## EXERCISE INSTRUCTIONS
Reproduce the part of the records that opens with the line containing "Every instance of the sky gets" and closes with the last line of the records, keeping every character unchanged and including both ends.

## DATASET EXTRACT
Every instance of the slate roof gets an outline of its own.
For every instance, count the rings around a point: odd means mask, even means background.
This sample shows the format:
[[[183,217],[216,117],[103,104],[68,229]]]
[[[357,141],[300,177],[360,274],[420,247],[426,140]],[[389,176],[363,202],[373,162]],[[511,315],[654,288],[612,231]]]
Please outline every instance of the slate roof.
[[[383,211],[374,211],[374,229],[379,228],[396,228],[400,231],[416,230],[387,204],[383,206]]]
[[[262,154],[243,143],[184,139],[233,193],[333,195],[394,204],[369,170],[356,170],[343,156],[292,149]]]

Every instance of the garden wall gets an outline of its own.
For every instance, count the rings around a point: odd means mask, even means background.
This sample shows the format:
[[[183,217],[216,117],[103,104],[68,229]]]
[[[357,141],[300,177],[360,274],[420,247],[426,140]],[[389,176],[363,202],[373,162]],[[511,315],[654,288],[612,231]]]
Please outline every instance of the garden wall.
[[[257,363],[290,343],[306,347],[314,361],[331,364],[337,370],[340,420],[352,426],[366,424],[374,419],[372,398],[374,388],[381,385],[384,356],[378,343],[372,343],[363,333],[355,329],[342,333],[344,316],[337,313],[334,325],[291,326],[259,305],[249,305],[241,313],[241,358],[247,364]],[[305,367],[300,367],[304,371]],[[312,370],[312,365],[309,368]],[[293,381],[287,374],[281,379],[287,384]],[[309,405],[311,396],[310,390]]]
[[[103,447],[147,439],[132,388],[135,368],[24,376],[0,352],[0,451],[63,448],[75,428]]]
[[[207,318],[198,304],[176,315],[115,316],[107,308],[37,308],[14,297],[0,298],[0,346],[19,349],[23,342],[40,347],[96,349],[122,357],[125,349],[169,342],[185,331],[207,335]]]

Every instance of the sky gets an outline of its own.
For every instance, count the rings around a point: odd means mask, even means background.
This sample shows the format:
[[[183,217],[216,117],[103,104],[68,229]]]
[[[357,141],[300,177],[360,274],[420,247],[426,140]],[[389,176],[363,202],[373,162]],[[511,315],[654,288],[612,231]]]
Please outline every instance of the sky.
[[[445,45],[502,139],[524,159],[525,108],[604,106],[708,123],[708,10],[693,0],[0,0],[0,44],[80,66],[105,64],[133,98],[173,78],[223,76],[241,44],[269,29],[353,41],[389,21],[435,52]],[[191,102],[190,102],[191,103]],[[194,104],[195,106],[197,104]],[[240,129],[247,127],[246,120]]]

## THE OUTPUT
Every instance of the sky gets an outline of its own.
For every instance, count the rings around a point: odd means mask, even means background.
This sample shows the format:
[[[183,217],[216,117],[103,104],[68,229]]]
[[[357,141],[300,177],[360,274],[420,247],[426,140]],[[389,176],[363,202],[373,162]],[[511,315],[654,288],[612,231]]]
Please outline every instance of the sky.
[[[445,45],[502,139],[524,159],[525,108],[604,106],[708,123],[708,10],[693,0],[0,0],[0,44],[80,66],[105,64],[133,98],[173,78],[223,76],[241,44],[269,29],[353,41],[389,21],[435,52]],[[191,102],[190,102],[191,103]],[[194,104],[195,106],[197,104]],[[240,129],[247,127],[246,120]]]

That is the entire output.